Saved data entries
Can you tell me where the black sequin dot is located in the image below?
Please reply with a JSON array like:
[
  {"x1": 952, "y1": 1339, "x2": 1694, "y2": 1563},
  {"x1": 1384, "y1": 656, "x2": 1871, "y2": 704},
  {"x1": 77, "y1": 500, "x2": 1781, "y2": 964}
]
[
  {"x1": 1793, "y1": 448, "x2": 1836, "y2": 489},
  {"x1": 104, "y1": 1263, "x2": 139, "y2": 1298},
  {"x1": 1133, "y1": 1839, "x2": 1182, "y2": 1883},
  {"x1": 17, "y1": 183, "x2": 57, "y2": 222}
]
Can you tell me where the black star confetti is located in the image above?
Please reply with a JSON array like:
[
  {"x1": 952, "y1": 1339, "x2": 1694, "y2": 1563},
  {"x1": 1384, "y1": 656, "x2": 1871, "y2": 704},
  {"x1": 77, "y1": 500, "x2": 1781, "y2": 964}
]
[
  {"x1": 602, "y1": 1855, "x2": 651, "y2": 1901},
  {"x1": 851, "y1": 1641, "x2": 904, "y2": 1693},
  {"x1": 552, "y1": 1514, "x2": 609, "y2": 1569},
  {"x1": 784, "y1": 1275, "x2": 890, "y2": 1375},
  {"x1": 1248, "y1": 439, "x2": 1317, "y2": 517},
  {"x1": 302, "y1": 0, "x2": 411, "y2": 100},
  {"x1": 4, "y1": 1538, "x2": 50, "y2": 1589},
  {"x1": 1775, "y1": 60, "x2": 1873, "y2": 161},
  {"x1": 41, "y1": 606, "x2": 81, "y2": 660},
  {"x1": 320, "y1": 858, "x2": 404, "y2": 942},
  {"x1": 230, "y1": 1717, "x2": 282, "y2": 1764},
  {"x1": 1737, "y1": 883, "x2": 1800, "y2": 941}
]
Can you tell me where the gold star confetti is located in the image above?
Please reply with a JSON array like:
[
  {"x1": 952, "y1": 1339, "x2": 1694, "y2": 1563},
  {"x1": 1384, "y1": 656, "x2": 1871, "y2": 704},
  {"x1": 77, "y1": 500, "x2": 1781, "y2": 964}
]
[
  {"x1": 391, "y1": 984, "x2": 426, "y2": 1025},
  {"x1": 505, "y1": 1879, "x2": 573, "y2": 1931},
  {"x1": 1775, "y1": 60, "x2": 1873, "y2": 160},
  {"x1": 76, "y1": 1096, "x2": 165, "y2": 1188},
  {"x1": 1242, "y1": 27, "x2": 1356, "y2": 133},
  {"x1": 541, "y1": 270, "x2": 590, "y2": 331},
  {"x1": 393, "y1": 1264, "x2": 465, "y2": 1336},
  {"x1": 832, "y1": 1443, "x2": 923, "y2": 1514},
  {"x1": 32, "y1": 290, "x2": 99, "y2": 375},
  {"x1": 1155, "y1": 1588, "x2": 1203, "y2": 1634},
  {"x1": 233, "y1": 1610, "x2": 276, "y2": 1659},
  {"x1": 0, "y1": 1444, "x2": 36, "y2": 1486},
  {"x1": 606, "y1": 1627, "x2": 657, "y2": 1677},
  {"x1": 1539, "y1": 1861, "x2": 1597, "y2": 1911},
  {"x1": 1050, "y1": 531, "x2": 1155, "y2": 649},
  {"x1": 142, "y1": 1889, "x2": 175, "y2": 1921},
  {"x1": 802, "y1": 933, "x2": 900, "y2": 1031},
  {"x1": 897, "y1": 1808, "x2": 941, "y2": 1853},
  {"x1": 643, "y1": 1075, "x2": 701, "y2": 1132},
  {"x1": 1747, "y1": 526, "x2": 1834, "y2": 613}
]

▸ **WORK ITEM**:
State how many lines in the entries above hold the word "star", with no further text.

▸ **RESULT**:
2